----- RECORDS TO PROCESS -----
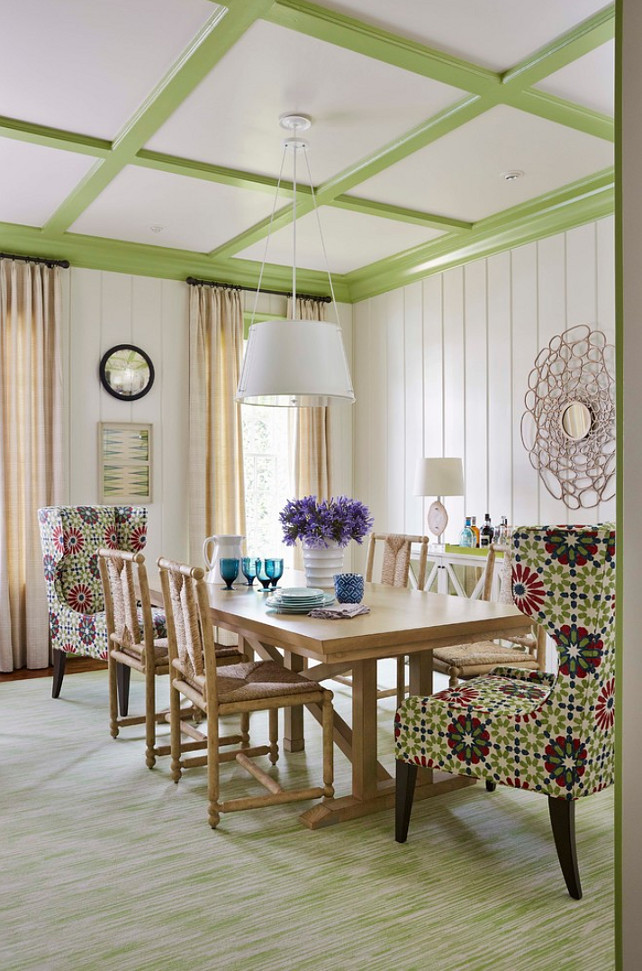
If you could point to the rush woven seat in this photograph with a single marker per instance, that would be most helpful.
(463, 661)
(233, 689)
(131, 642)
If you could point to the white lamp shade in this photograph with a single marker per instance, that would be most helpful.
(439, 477)
(294, 363)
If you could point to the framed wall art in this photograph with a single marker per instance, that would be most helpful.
(124, 462)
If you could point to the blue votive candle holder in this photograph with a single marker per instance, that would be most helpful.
(348, 587)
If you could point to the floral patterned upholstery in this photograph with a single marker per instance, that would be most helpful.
(71, 537)
(528, 729)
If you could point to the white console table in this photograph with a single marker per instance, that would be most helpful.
(460, 571)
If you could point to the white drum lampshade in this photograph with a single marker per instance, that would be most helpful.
(439, 477)
(295, 363)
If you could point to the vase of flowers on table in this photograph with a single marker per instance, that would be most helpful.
(324, 527)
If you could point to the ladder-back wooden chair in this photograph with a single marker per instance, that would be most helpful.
(395, 572)
(463, 661)
(235, 689)
(130, 640)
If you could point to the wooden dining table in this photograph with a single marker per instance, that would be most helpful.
(400, 622)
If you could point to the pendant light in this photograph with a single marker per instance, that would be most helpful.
(294, 363)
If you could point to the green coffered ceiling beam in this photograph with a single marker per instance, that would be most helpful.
(583, 202)
(327, 192)
(342, 31)
(98, 253)
(480, 91)
(584, 38)
(486, 90)
(54, 138)
(216, 37)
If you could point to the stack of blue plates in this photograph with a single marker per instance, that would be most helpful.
(299, 600)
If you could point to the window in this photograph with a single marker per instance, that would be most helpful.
(266, 447)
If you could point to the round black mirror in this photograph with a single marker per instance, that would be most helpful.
(126, 372)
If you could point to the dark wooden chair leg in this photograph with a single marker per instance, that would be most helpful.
(60, 659)
(562, 813)
(406, 776)
(123, 674)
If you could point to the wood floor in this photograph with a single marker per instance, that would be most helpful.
(74, 666)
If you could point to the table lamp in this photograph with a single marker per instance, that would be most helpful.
(439, 477)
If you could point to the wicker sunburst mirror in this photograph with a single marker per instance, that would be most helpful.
(568, 427)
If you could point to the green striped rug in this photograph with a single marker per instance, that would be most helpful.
(106, 865)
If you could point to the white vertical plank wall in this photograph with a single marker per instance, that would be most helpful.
(446, 363)
(115, 308)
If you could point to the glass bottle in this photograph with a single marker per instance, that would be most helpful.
(467, 537)
(501, 532)
(486, 533)
(475, 529)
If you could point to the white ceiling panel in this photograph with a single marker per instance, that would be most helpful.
(192, 214)
(351, 240)
(86, 65)
(36, 180)
(589, 81)
(493, 33)
(461, 174)
(357, 104)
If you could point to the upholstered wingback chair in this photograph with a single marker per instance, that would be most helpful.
(71, 537)
(528, 729)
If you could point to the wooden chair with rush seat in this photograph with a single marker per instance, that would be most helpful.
(235, 689)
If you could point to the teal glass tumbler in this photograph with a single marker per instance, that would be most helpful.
(229, 567)
(249, 569)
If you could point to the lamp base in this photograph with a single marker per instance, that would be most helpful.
(437, 519)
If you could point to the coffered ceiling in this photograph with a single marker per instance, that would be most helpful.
(143, 136)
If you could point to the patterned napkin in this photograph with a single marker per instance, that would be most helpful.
(336, 611)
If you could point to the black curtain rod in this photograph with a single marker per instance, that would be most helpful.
(193, 282)
(35, 259)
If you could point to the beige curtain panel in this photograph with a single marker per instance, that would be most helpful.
(217, 488)
(311, 452)
(31, 452)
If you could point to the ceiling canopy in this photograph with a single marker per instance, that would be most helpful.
(143, 136)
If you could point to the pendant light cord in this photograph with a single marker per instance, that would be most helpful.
(267, 238)
(323, 249)
(295, 148)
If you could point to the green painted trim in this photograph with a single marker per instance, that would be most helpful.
(577, 203)
(487, 238)
(215, 38)
(267, 183)
(361, 38)
(582, 39)
(563, 112)
(619, 497)
(399, 213)
(213, 173)
(549, 201)
(282, 217)
(327, 192)
(158, 261)
(25, 131)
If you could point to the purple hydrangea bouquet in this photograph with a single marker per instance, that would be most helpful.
(321, 523)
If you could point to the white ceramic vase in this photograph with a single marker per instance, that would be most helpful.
(321, 563)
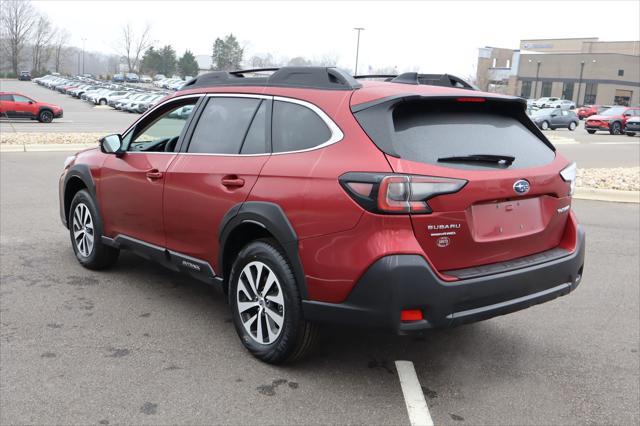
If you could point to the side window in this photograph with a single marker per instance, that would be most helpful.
(161, 130)
(223, 125)
(256, 140)
(21, 99)
(296, 127)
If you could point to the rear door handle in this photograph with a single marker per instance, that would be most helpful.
(232, 181)
(154, 174)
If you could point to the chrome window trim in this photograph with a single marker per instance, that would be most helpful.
(336, 132)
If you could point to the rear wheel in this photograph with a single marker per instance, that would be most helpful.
(45, 116)
(85, 230)
(266, 305)
(616, 128)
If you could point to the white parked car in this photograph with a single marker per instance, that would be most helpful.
(562, 104)
(543, 102)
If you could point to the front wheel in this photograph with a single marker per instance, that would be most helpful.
(45, 117)
(85, 229)
(616, 128)
(266, 305)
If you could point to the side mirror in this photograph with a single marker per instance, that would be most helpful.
(111, 144)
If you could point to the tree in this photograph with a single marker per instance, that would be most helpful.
(131, 47)
(43, 34)
(227, 54)
(16, 21)
(59, 48)
(151, 61)
(262, 61)
(299, 61)
(168, 61)
(187, 65)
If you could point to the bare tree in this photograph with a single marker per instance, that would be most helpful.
(43, 33)
(59, 48)
(131, 47)
(16, 21)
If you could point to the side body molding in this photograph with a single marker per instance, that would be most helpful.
(271, 217)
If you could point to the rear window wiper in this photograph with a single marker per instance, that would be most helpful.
(505, 160)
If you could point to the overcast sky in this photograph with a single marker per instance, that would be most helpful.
-----
■ **WHAT TO PRODUCE**:
All of the entries above are to be written out exactly, with no pictures.

■ **SOLUTION FOR THIS EXERCISE**:
If you could point to the rush woven seat in this photograph with a single marker per instance, that would be most helpful.
(463, 661)
(233, 689)
(131, 642)
If you could point to the white lamp shade in this photograph with a single marker per instance, that would be most helpful.
(439, 477)
(294, 363)
If you could point to the framed wall art in this photograph with a single marker per instance, that would be most helpful.
(124, 462)
If you could point to the blue votive candle holder in this photograph with a single marker per instance, that would be most helpful.
(348, 587)
If you could point to the floral patterned upholstery in this photograph with a single marker per instance, that would be most helpful.
(71, 537)
(528, 729)
If you could point to the white console table in this photograph with a single marker per instance, that would be most helpful.
(460, 571)
If you could point to the white drum lampshade in this photograph with a single marker per instance, that would be most helpful.
(439, 477)
(295, 363)
If you could point to the vase of flowers on table in this photograph with a single marker per instance, that would be most helpful.
(324, 527)
If you could point to the ladder-back wooden chair in this photograph with a single marker per instance, that would be most helpful.
(395, 572)
(463, 661)
(235, 689)
(130, 640)
If you could point to the wooden dining table in this photograph with a single marker per instance, that would be most helpful.
(400, 622)
If you could point to the pendant light in this photograph with a single marker per instance, that would be most helpful.
(294, 363)
If you could point to the green coffered ceiling beam in this photograph with a single marker per instance, that would be most helpful.
(583, 202)
(327, 192)
(342, 31)
(98, 253)
(480, 91)
(584, 38)
(486, 90)
(54, 138)
(216, 37)
If you could point to the stack of blue plates in this photograph with a single marker per instance, that would be most helpful.
(299, 600)
If you could point to the window in this photograph with a single marker per instance, that would be most helpful.
(266, 447)
If you could point to the round black mirror in this photograph with a single marker per instance, that would be most helpful.
(126, 372)
If you could point to the dark wooden chair leg in this photograph with a single marker per instance, that would be most helpful.
(60, 659)
(562, 813)
(406, 776)
(123, 674)
If you could point to the wood floor in this photograph with a single marker per instance, that would be most helpful.
(74, 666)
If you could point to the table lamp in this photograph with a single marker per instance, that would be most helpful.
(439, 477)
If you could point to the wicker sunburst mirror in this photograph with a single marker per instance, that would be most helpful.
(568, 427)
If you could point to the green striped rug in this photograph with a single marker per instance, that would be most helpful.
(106, 865)
If you could point to the white vertical plank wall in this photograph with a single marker per instance, that would be most helpful.
(446, 363)
(115, 308)
If you could point to the glass bottle in this photograph with a single marker per instance, that would be most helpful.
(467, 537)
(501, 532)
(486, 533)
(475, 529)
If you could point to the white ceiling panel in this photograph with a single marker per instance, that would be most helpful.
(192, 214)
(351, 240)
(86, 65)
(36, 180)
(589, 81)
(493, 33)
(461, 174)
(357, 104)
If you could point to the upholstered wingback chair in this photograph with a single marker per instance, that would be most helpful.
(71, 537)
(528, 729)
If you could point to the wooden chair with rush seat in this photograph with a single marker per instance, that would be most helpful.
(235, 689)
If you could point to the teal glass tumbler in this photograph with a single marker per instance, that would be most helpful.
(229, 567)
(249, 569)
If you could point to the lamp base in this photograph with a single marker per instance, that would be most helpful.
(437, 519)
If you could point to the coffered ceiling in this photograph with a single marker per instance, that would be most helpful.
(143, 136)
If you could point to the patterned napkin in this photograph with a single marker per instance, that would be most helpful.
(336, 611)
If you could point to the black curtain rod in this photograph with a single marker per instance, that would be most helpful.
(193, 282)
(35, 259)
If you could point to the beige curtain panel in this photograph with a single marker per instance, that would be most helpful.
(217, 488)
(311, 452)
(31, 452)
If you could point to the ceiling canopy in this photograph with a single marker per instance, that would be most helpful.
(143, 136)
If you could point to the pendant light cord in this photograph with a single marker per instance, that would be most helpful.
(267, 238)
(323, 249)
(295, 148)
If you could point to the green painted trim in this photograph with a single marker per instance, that would be most helpful.
(577, 203)
(487, 238)
(215, 38)
(267, 183)
(361, 38)
(582, 39)
(563, 112)
(619, 497)
(399, 213)
(213, 173)
(549, 201)
(282, 217)
(327, 192)
(158, 261)
(25, 131)
If you could point to the purple hydrangea bouquet in this photograph with a single marker per instance, that would be most helpful.
(321, 523)
If you could point to the white ceramic vase in this photograph with a single marker per instance, that would be most helpful.
(321, 563)
If you could point to the side window in this photograph with a single marker per instance, that would be most helpful.
(161, 130)
(223, 125)
(256, 140)
(21, 99)
(296, 127)
If you could point to the rear door handle in this photograph with a single marker per instance, that would be most helpful.
(232, 181)
(154, 174)
If you could point to the chrome window trim in this photograph with a single marker per instance, that would be most helpful.
(336, 132)
If you could point to the rear wheel in this photograph with a single marker per instance, that would be most helpful.
(45, 116)
(85, 230)
(266, 305)
(616, 128)
If you could point to the white parked car in this photograph with a single marker per instance, that would be most helpful.
(562, 104)
(543, 102)
If you could point to the front wheel in this photograph with a single marker per instance, that would be most helpful.
(45, 117)
(85, 229)
(616, 128)
(266, 305)
If you could point to the side mirror in this photograph with a single marker per instance, that would be most helpful.
(111, 144)
If you could point to the tree in this photograph with a single marker per instance, that would be most helpful.
(131, 47)
(43, 34)
(227, 54)
(16, 21)
(59, 48)
(151, 61)
(262, 61)
(299, 61)
(168, 61)
(187, 65)
If you could point to the bare tree in this photograph with a single marker per instance, that would be most helpful.
(43, 33)
(59, 48)
(131, 47)
(16, 21)
If you could point to the side body molding in this photograph with a single marker per instance, that would be most helpful.
(271, 217)
If you could point to the rear window wiper in this photograph with a single marker per instance, that would be most helpful.
(505, 160)
If you could point to the overcast sky in this photograph with a single marker per instance, that would be most helpful.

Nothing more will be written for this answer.